◆ **Brief**: Rewrite only the rows from the line containing "the pointed arch" through the end of the rows, both ends included and requests kept, increasing every coordinate in the answers by 90. Leave the requests and their sample coordinates as they are.
########
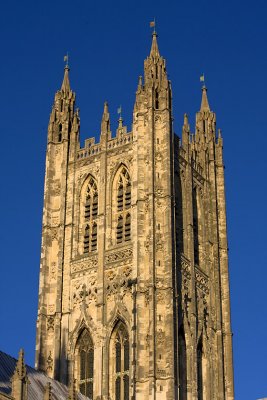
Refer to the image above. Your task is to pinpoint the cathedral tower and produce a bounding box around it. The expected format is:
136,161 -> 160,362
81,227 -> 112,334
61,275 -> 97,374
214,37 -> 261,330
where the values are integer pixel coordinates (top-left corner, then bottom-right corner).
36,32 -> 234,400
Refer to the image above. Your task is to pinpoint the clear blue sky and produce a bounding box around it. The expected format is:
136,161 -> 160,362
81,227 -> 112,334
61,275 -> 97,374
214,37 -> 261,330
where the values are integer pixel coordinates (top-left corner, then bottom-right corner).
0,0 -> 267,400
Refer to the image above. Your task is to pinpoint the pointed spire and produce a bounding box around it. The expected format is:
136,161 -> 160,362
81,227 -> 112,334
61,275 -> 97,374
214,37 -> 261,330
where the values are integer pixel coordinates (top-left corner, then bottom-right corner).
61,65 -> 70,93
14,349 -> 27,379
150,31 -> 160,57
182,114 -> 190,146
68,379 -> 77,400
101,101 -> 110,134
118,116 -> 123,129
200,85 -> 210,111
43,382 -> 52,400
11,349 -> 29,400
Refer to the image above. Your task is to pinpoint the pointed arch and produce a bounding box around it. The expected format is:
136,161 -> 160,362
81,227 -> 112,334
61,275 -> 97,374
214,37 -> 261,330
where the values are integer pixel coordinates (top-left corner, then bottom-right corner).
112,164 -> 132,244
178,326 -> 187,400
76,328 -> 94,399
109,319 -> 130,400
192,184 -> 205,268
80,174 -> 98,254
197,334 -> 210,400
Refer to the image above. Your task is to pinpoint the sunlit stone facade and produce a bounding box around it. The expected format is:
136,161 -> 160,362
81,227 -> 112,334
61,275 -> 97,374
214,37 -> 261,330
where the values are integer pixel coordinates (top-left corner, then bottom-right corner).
########
◆ **Output for this task**:
Refer to the image above. Your task is to pinpoint the pointed arch and produce a bounding box around it. The expected format is:
136,161 -> 160,362
81,227 -> 112,334
61,275 -> 97,374
214,37 -> 261,330
where the values are integer pixel coordinates (top-left corner, then bottom-right corner).
202,254 -> 222,334
268,416 -> 277,490
166,418 -> 184,489
199,409 -> 220,490
282,274 -> 295,358
170,264 -> 188,344
287,424 -> 300,490
Refer to the image above. Your task is to pinpoint the sunlit stone facade and produce a bounding box around it. The expected format is:
136,161 -> 160,362
81,227 -> 112,334
61,275 -> 97,374
214,37 -> 261,330
where the values are integer pixel coordinates (top-left corner, then bottom-right corner).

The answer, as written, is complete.